- [PAGE EXTRACT]:

CALL FOR PARTICIPATION
FMEC 2005:
Workshop in Formal Modelling for Electronic Commerce
June 6, 2005
Bologna, Italy
Participation in FMEC 2005 is invited.
FMEC is a small, informal workshop, which has been held regularly
since 1987. Participants have included leading
researchers and practitioners, drawn largely from North America and
Europe.
In 2005, FMEC will be co-located with ICAIL 2005, the International
Conference on Artificial Intelligence and Law.
A selection of recent FMEC work will appear as Formal Modelling
for Electronic Commerce, Steven O. Kimbrough, D.J. Wu, eds.,
Springer, 2004. The table of contents and an introductory chapter may
be found here in PDF.
Presentations will discuss fundamental issues in the
formalizationand automationof electronic commerce. It is largely
through such automation that electronic commerce promises to be, and is, a
"lever of riches" worldwide. Difficult and fundamental problems,
however, remain to be solved. Among the topics to be discussed at FMEC
2005 are the following:
- Approaches to solving the first trade problem: How can the costs be
minimized and the use of automation maximized in creating new trading
partnerships?
- A lingua franca for e-commerce: How should general purpose machine
communication languages be designed and deployed?
- Social dynamics of artificial agents: How and under what conditions can
trust and other forms of cooperative behavior emerge in societies of
artificial agents?
- Formal models of business processes: How can
business processes be modelled in a way that honors their full
complexities, including their normative and deontic aspects?

- [TO DO]: Retype the passage of the workshop call starting with "Presentations will discuss" and going on through "partnerships?".

- [DATA SEGMENT]:

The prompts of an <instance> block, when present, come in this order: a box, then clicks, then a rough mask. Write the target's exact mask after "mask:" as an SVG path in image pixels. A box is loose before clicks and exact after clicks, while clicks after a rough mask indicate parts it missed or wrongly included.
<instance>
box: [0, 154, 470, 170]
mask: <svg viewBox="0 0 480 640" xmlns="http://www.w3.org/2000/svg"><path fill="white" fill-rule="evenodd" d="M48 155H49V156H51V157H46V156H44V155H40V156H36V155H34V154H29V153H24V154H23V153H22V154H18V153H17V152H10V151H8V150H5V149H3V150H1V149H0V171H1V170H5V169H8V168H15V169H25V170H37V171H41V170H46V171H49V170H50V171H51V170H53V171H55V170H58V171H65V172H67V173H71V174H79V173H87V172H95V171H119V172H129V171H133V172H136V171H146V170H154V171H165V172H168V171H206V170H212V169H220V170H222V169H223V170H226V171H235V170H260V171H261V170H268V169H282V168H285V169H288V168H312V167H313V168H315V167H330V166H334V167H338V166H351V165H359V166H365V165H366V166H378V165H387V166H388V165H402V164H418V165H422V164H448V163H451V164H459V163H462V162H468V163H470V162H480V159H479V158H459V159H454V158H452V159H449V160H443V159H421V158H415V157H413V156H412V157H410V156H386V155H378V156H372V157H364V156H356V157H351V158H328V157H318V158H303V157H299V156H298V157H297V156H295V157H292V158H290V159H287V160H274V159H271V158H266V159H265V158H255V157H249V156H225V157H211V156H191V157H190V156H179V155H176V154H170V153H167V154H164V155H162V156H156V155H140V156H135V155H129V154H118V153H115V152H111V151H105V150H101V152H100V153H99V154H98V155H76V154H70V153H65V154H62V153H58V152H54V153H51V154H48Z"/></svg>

- [EXERCISE RESULT]:
Presentations will discuss fundamental issues in the
formalizationand automationof electronic commerce. It is largely
through such automation that electronic commerce promises to be, and is, a
"lever of riches" worldwide. Difficult and fundamental problems,
however, remain to be solved. Among the topics to be discussed at FMEC
2005 are the following:
- Approaches to solving the first trade problem: How can the costs be
minimized and the use of automation maximized in creating new trading
partnerships?